* **Task objective**:
Reproduce the entries verbatim from the line with "the cloud, each" up to and including the last line of the entries.

* **Data provided**:

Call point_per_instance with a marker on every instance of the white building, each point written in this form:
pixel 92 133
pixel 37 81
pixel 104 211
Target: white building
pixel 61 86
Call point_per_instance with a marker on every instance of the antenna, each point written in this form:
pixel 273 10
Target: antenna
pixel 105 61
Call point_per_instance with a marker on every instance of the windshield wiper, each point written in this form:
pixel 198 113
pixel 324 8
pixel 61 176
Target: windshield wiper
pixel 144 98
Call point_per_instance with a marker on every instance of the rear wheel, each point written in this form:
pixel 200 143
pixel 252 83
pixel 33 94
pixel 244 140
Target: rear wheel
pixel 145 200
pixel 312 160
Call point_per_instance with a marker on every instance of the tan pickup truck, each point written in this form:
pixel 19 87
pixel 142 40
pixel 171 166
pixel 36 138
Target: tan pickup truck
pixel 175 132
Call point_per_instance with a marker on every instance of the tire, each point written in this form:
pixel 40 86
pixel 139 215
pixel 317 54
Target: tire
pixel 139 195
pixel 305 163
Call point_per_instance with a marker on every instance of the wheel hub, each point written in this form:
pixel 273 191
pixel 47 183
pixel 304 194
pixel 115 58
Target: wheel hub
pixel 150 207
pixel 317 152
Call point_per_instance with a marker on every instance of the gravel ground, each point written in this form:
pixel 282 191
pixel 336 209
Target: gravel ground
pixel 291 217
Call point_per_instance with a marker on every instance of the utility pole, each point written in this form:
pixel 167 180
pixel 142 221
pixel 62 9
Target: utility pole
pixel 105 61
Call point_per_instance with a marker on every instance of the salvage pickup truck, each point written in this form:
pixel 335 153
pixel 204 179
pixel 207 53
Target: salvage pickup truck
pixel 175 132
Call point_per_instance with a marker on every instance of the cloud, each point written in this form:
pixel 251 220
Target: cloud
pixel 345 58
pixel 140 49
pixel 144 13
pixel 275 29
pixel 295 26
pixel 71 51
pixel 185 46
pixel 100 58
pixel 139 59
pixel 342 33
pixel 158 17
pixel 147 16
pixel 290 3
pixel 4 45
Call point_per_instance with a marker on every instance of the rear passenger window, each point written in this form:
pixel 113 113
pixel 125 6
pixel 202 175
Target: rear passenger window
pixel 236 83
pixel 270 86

* **The reply**:
Call point_per_instance with a marker on every instance of the cloud, each point written in this form:
pixel 251 220
Target: cloud
pixel 345 58
pixel 140 49
pixel 144 13
pixel 275 29
pixel 295 26
pixel 71 51
pixel 185 46
pixel 100 58
pixel 139 59
pixel 342 33
pixel 158 17
pixel 147 16
pixel 290 3
pixel 4 45
Call point_per_instance with a marker on every instance of the rear passenger window, each point written in this form:
pixel 113 113
pixel 125 6
pixel 202 175
Target: rear passenger window
pixel 236 83
pixel 270 86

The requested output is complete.